**抜粋文**
○ ○ ○

ドキュメンタリー映画『戦場ぬ止み』が、5月23日から東京・ポレポレ東中野で先行上映される。
同作は、沖縄・辺野古で進められている米軍新基地建設を巡る作品。日本政府と新基地建設に反対する人々との激しい対立や沖縄で現在起こっている出来事を描くだけでなく、基地と折り合って生きていくことを余儀なくされた地域の人々の思いや、沖縄で育まれた豊かな文化や暮らし、争いの中でも絶えることのない歌とユーモアなども映し出されている。
監督を務めたのは、映画『標的の村』やドキュメンタリー『海にすわる~辺野古600日間の闘い~』などを手掛けた三上智恵。ナレーションを沖縄出身のCoccoが担当している。また音楽は小室等が手掛け、演奏には坂田明、佐久間順平、竹田裕美子、渡嘉敷祐一、向島ゆり子が名を連ねている。
なお同作は7月18日からポレポレ東中野ほか全国で順次公開される予定。今回の先行上映は、「1日でも早く多くの人に見てもらいたい」という監督をはじめとする製作者たちの思いから実現したという。
Coccoのコメント
ギロチンか電気イスか
苦渋の選択を迫られたとして
それはいずれも“死”だ。
辺野古か普天間かを問われるから
沖縄は揺れ続ける。
口をつぐんでしまった友、
デモに参加する友、
自衛隊に勤める友、
みんな心から沖縄を愛する
私の大切な友です。

○ ○ ○

[バウンディングボックスのラベル付け用データ]

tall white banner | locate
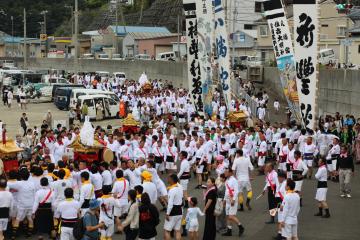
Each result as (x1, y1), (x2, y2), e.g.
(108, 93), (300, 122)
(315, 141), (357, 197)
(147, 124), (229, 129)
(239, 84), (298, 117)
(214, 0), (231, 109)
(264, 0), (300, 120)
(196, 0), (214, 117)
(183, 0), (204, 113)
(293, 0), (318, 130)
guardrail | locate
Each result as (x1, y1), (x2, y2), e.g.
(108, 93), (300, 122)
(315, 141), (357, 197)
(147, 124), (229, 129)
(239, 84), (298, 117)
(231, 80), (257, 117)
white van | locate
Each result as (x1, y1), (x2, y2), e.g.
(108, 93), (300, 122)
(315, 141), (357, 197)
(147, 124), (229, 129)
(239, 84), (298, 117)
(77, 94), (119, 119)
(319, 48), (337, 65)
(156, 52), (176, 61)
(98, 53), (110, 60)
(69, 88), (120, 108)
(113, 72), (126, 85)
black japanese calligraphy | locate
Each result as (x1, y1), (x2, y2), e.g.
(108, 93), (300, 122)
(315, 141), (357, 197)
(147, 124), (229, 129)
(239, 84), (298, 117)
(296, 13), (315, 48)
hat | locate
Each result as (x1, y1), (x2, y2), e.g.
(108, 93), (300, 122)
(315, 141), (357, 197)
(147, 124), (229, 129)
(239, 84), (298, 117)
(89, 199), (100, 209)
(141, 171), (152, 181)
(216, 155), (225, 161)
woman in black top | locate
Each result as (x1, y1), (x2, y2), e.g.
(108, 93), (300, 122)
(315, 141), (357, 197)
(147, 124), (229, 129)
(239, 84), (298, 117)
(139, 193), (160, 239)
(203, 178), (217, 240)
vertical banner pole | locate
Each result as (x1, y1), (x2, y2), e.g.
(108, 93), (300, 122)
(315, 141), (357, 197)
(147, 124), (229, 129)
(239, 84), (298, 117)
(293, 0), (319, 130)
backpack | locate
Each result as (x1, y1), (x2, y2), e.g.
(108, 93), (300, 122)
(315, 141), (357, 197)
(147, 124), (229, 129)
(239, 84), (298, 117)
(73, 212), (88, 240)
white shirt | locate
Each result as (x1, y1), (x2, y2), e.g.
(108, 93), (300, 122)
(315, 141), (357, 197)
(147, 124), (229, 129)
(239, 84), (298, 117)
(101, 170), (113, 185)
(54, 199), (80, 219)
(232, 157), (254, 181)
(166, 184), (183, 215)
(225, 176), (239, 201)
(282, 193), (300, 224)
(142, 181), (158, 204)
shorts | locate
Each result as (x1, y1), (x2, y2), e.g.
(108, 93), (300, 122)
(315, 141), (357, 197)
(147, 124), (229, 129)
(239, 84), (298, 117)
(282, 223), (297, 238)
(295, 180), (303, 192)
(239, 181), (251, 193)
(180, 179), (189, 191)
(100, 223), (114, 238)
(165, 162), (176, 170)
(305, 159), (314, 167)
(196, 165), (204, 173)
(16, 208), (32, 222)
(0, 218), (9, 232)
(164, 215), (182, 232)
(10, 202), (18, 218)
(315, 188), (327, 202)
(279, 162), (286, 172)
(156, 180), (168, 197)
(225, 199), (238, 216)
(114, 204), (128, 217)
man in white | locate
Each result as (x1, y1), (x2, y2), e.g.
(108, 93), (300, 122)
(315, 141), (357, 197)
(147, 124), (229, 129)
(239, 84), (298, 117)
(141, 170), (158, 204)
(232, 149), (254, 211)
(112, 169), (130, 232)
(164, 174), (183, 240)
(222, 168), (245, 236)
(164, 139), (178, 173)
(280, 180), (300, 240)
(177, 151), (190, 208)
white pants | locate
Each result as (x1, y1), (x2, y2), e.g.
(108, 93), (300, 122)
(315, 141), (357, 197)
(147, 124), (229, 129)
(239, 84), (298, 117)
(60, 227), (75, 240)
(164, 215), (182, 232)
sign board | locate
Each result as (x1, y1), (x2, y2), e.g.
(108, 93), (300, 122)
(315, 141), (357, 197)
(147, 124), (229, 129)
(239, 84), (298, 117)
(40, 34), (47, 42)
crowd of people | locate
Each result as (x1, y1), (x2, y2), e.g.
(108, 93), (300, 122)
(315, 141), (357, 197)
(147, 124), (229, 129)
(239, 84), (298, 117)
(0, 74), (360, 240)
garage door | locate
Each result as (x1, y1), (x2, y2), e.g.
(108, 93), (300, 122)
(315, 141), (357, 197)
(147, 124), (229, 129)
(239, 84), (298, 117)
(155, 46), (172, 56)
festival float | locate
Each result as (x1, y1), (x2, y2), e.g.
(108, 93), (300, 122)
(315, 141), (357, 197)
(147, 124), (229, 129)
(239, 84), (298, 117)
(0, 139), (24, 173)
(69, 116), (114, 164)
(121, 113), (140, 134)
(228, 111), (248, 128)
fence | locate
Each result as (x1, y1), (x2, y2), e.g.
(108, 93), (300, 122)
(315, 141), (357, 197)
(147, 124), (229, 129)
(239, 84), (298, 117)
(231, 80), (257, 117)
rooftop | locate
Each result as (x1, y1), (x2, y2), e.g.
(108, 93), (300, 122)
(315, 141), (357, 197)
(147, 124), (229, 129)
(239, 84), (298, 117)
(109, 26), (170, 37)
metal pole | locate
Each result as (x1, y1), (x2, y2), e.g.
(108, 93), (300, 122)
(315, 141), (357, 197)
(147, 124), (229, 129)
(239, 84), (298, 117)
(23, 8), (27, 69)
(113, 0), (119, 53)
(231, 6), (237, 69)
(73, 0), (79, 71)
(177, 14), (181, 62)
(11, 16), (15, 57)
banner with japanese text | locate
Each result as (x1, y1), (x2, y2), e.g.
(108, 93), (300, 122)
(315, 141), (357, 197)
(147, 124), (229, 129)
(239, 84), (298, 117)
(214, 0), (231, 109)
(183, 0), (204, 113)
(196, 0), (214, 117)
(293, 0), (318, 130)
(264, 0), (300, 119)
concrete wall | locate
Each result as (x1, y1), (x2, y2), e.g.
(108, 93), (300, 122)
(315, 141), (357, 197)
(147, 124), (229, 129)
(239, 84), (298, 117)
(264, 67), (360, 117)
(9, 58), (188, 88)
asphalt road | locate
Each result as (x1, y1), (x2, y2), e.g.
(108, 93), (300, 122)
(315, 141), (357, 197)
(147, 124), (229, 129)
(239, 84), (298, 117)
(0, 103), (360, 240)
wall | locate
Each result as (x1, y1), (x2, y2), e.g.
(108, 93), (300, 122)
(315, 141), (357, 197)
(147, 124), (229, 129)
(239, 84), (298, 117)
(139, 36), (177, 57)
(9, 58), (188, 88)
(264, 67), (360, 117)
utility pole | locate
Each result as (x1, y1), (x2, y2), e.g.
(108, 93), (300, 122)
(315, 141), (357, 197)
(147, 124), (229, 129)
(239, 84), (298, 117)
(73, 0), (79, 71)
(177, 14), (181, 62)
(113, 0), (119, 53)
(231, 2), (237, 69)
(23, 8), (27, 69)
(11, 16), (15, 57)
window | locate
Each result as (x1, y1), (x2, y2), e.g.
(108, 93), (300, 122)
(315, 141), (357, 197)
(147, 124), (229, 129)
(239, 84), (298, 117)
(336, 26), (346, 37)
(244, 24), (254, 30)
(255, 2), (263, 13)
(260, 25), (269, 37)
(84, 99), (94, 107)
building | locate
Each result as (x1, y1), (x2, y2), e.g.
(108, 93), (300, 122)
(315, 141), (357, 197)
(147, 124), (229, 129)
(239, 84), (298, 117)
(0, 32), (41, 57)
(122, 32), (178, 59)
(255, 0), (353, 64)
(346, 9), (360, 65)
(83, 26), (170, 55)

○ ○ ○

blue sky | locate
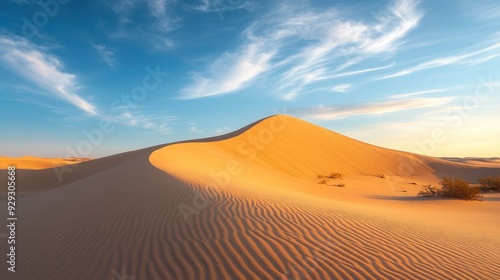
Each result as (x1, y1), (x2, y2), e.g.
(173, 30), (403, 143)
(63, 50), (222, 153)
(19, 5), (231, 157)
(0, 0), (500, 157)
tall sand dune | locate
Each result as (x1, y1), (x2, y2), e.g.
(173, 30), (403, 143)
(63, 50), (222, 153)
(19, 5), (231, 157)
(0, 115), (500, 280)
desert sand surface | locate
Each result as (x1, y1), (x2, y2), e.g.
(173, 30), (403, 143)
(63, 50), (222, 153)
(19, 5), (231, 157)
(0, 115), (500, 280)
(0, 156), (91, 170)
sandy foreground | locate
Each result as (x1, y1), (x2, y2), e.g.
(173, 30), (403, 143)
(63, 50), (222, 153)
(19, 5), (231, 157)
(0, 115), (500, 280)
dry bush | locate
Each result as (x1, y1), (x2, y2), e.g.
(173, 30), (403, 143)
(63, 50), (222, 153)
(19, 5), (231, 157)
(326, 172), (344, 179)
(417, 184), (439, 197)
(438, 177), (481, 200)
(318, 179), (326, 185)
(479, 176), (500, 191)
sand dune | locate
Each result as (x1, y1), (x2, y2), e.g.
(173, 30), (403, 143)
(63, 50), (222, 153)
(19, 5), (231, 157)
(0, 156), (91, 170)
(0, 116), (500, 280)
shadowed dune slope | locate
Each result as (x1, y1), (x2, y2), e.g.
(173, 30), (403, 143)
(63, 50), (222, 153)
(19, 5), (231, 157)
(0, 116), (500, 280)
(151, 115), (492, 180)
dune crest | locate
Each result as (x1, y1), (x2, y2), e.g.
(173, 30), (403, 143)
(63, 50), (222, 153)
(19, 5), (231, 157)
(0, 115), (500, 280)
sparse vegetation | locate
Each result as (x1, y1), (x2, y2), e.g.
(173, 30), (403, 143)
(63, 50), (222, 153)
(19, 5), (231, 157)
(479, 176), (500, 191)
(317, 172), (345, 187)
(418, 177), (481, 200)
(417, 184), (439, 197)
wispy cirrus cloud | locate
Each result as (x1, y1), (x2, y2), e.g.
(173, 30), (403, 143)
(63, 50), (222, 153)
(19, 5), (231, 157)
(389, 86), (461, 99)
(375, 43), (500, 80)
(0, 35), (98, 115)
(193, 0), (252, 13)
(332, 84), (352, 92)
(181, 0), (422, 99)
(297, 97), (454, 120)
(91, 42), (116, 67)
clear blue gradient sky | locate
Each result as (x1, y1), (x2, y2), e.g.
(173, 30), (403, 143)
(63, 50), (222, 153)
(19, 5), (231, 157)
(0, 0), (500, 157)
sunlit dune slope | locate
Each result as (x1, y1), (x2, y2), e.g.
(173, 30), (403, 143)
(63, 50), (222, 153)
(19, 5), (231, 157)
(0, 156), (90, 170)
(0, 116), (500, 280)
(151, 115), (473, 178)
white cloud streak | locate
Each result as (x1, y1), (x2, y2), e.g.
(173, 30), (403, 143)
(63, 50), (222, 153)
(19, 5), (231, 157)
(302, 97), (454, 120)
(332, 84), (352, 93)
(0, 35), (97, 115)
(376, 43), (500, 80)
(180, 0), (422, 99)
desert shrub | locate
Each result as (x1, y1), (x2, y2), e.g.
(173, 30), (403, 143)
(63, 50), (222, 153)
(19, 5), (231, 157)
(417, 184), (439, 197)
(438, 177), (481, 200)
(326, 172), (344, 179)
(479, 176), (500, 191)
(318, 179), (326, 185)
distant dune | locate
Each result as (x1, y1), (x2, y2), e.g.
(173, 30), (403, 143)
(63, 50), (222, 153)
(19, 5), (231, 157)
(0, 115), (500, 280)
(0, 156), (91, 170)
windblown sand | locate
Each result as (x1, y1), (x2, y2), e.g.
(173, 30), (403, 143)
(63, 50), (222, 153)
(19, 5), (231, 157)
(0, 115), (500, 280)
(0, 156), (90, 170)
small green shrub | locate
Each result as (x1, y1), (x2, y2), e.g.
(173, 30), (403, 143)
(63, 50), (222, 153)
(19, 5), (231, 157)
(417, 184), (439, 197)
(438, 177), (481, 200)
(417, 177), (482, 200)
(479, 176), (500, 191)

○ ○ ○

**記述問題**
映画『戦場ぬ止み』の先行上映についての抜粋文を、全文そのまま書き写してください。 データはここでは使いません。

**解答例**
ドキュメンタリー映画『戦場ぬ止み』が、5月23日から東京・ポレポレ東中野で先行上映される。
同作は、沖縄・辺野古で進められている米軍新基地建設を巡る作品。日本政府と新基地建設に反対する人々との激しい対立や沖縄で現在起こっている出来事を描くだけでなく、基地と折り合って生きていくことを余儀なくされた地域の人々の思いや、沖縄で育まれた豊かな文化や暮らし、争いの中でも絶えることのない歌とユーモアなども映し出されている。
監督を務めたのは、映画『標的の村』やドキュメンタリー『海にすわる~辺野古600日間の闘い~』などを手掛けた三上智恵。ナレーションを沖縄出身のCoccoが担当している。また音楽は小室等が手掛け、演奏には坂田明、佐久間順平、竹田裕美子、渡嘉敷祐一、向島ゆり子が名を連ねている。
なお同作は7月18日からポレポレ東中野ほか全国で順次公開される予定。今回の先行上映は、「1日でも早く多くの人に見てもらいたい」という監督をはじめとする製作者たちの思いから実現したという。
Coccoのコメント
ギロチンか電気イスか
苦渋の選択を迫られたとして
それはいずれも“死”だ。
辺野古か普天間かを問われるから
沖縄は揺れ続ける。
口をつぐんでしまった友、
デモに参加する友、
自衛隊に勤める友、
みんな心から沖縄を愛する
私の大切な友です。